### What you are asked to do
Copy the data below in full, exactly as it appears.

****************

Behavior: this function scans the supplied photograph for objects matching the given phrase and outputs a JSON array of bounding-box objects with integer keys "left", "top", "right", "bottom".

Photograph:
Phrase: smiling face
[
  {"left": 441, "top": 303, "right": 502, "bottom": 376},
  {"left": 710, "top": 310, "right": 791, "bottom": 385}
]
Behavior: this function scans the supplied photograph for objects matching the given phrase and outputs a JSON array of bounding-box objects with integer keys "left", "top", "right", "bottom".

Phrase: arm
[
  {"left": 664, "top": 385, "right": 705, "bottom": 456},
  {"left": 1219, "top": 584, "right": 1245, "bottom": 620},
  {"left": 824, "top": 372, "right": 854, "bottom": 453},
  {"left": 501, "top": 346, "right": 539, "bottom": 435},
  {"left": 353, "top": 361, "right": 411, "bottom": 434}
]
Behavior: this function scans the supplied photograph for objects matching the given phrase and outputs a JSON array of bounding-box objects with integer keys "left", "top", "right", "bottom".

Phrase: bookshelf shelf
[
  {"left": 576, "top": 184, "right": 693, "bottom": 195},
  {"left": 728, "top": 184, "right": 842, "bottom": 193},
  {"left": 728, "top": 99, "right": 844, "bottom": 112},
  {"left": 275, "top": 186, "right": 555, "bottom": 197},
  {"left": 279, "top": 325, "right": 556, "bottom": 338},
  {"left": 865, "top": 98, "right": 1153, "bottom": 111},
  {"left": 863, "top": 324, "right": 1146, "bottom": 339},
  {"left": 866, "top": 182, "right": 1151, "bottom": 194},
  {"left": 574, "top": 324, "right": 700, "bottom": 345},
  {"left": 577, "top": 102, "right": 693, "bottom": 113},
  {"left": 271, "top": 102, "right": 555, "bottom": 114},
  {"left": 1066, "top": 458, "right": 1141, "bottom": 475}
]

****************

### Completed task
Behavior: this function scans the supplied photograph for objects matching the given phrase and outputs a JSON array of bounding-box objects with integer keys "left", "top", "right", "bottom".

Photograph:
Phrase: smiling face
[
  {"left": 441, "top": 303, "right": 502, "bottom": 376},
  {"left": 710, "top": 310, "right": 791, "bottom": 385}
]
Behavior: this function scans the supplied photograph for objects matching the given phrase and outputs a JSON array of bounding-box objects with integer keys "left", "top", "right", "bottom".

Phrase: arm
[
  {"left": 664, "top": 385, "right": 705, "bottom": 456},
  {"left": 1219, "top": 584, "right": 1245, "bottom": 620},
  {"left": 824, "top": 372, "right": 854, "bottom": 453},
  {"left": 501, "top": 346, "right": 539, "bottom": 435},
  {"left": 353, "top": 361, "right": 411, "bottom": 434}
]
Behavior: this function scans the supplied photograph for objects matching the given phrase and outputs a JSON array of bounding-box objects with integer keys "left", "top", "right", "bottom".

Phrase: bookshelf shelf
[
  {"left": 576, "top": 184, "right": 693, "bottom": 195},
  {"left": 728, "top": 184, "right": 842, "bottom": 193},
  {"left": 728, "top": 99, "right": 844, "bottom": 112},
  {"left": 275, "top": 186, "right": 555, "bottom": 197},
  {"left": 279, "top": 325, "right": 556, "bottom": 338},
  {"left": 865, "top": 98, "right": 1153, "bottom": 111},
  {"left": 863, "top": 324, "right": 1146, "bottom": 339},
  {"left": 866, "top": 182, "right": 1151, "bottom": 194},
  {"left": 574, "top": 324, "right": 700, "bottom": 345},
  {"left": 577, "top": 102, "right": 693, "bottom": 113},
  {"left": 271, "top": 102, "right": 555, "bottom": 114},
  {"left": 1066, "top": 458, "right": 1141, "bottom": 475}
]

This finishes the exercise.